En désertant la place des idées, les intellectuels tunisiens,
et ils sont nombreux, font courir à la Tunisie le risque de l’émergence de la
culture de la médiocrité. La rationalité, fruit des échanges et des débats
d’idées, véritable levier du développement civilisationnel, est en berne. Il est
encore temps de raviver la flamme citoyenne de nos élites.
Notre pays connaît une pénurie d’idées novatrices et prospectives affichées.
Cette carence se nourrit notamment du manque d’espaces de débats francs et
ouverts, que les élites n’ont pas su probablement créer, mais aussi d’un
excès de satisfecit, se conformant à la méthode Coué ou à la pensée
positive, source d’automotivation, qui paradoxalement nuit à l’émergence de
forces de proposition pour le lendemain.

Consigne 1
Réécrivez plus brièvement le paragraphe du texte qui commence par « Notre pays connaît une pénurie », en gardant ses faits principaux.
Consigne 2
Résumez le texte en deux phrases.
Consigne 3
Recopiez, s'il vous plaît, le passage du texte qui commence aux mots « En désertant la » et arrêtez-vous après les mots « pour le lendemain. ».

Données fournies
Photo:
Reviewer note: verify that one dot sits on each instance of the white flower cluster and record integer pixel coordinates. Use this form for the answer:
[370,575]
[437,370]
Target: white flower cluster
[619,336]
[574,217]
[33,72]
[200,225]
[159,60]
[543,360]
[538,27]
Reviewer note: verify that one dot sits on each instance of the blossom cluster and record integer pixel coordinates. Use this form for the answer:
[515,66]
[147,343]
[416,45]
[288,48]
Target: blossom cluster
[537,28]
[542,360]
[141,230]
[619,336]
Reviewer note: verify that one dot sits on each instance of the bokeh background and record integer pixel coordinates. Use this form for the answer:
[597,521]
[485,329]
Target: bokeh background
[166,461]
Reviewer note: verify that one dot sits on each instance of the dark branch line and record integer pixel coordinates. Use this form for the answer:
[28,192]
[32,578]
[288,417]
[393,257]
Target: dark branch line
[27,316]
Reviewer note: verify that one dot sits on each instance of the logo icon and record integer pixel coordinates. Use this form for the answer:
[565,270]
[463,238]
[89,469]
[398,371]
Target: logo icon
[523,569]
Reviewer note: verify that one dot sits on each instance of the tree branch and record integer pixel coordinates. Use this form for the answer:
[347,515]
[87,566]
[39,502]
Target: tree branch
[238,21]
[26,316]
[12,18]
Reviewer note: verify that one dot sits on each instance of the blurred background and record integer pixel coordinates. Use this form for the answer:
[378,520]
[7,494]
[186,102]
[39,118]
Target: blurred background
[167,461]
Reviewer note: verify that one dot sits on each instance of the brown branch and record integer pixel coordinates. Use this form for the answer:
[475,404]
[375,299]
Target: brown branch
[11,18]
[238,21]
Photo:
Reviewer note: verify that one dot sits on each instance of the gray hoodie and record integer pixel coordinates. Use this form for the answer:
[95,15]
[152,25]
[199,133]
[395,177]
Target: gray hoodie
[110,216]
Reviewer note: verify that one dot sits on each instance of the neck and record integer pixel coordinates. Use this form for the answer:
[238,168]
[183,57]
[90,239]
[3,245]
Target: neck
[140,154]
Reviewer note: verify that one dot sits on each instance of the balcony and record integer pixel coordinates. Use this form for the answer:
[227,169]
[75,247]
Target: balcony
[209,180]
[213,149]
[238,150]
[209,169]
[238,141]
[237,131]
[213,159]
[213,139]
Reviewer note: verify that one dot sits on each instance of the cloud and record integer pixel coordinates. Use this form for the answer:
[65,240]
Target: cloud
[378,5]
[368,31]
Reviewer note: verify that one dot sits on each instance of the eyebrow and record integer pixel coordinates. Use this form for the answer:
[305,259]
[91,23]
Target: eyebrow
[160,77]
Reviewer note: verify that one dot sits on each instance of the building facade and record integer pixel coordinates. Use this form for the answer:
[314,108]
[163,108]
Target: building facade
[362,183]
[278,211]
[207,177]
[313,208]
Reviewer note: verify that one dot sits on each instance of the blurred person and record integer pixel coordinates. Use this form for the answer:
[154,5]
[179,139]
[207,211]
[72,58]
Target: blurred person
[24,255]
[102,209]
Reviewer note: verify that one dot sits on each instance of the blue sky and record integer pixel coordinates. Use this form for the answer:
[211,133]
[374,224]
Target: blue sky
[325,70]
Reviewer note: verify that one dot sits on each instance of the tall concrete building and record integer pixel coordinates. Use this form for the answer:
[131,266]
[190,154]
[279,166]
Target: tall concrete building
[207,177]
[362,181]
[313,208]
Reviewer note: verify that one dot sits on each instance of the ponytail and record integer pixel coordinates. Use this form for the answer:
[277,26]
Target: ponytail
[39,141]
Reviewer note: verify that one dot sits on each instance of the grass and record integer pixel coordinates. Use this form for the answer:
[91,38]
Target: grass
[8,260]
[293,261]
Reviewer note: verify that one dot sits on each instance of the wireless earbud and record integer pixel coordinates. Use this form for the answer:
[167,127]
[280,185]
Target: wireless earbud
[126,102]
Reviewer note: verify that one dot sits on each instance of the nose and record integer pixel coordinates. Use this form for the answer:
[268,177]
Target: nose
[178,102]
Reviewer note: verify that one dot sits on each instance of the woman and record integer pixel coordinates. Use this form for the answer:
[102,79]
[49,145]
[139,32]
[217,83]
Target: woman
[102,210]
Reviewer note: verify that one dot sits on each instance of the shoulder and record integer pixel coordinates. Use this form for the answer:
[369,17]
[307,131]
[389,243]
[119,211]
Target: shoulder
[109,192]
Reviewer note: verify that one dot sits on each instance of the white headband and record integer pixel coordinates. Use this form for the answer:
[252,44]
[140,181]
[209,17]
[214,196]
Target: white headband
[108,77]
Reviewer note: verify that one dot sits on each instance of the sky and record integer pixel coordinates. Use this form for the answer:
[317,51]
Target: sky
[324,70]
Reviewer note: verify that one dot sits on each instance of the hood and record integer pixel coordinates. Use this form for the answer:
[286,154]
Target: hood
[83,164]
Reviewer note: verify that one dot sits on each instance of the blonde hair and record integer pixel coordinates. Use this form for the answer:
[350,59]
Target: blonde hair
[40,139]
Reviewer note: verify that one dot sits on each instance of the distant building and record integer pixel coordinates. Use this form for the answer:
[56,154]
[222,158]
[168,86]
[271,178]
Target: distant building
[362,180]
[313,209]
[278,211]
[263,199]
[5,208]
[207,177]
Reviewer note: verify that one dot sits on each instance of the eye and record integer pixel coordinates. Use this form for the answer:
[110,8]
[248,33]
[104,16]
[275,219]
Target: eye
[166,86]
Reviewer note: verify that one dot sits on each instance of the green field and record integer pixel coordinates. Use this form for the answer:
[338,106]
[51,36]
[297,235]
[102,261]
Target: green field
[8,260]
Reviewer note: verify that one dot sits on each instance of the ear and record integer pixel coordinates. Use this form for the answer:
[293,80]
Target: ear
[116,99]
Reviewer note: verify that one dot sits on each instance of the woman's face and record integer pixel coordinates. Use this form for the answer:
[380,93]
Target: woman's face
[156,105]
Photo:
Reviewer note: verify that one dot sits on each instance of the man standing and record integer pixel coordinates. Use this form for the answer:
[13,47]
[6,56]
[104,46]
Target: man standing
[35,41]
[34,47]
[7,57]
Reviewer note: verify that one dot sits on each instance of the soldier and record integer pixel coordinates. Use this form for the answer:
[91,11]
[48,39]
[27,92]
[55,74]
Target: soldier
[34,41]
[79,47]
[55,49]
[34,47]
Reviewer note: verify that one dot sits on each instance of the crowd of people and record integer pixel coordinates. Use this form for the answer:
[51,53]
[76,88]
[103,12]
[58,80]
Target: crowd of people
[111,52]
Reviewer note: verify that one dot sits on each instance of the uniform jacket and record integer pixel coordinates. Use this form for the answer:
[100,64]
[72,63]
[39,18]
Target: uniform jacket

Réponse 1
Le pays manque d'idées novatrices et prospectives. Cette carence vient notamment de l'absence d'espaces de débat francs et ouverts, que les élites n'ont probablement pas su créer. Elle tient aussi à un excès de satisfecit, inspiré de la méthode Coué ou de la pensée positive, qui freine paradoxalement l'émergence de forces de proposition pour l'avenir.

Réponse 2
En désertant la place des idées, les nombreux intellectuels tunisiens exposent la Tunisie au risque d'une culture de la médiocrité, alors que la rationalité née des débats est en berne. Cette pénurie d'idées novatrices vient du manque d'espaces de débat francs et ouverts et d'un excès de satisfecit qui nuit à l'émergence de forces de proposition.

Réponse 3
En désertant la place des idées, les intellectuels tunisiens,
et ils sont nombreux, font courir à la Tunisie le risque de l’émergence de la
culture de la médiocrité. La rationalité, fruit des échanges et des débats
d’idées, véritable levier du développement civilisationnel, est en berne. Il est
encore temps de raviver la flamme citoyenne de nos élites.
Notre pays connaît une pénurie d’idées novatrices et prospectives affichées.
Cette carence se nourrit notamment du manque d’espaces de débats francs et
ouverts, que les élites n’ont pas su probablement créer, mais aussi d’un
excès de satisfecit, se conformant à la méthode Coué ou à la pensée
positive, source d’automotivation, qui paradoxalement nuit à l’émergence de
forces de proposition pour le lendemain.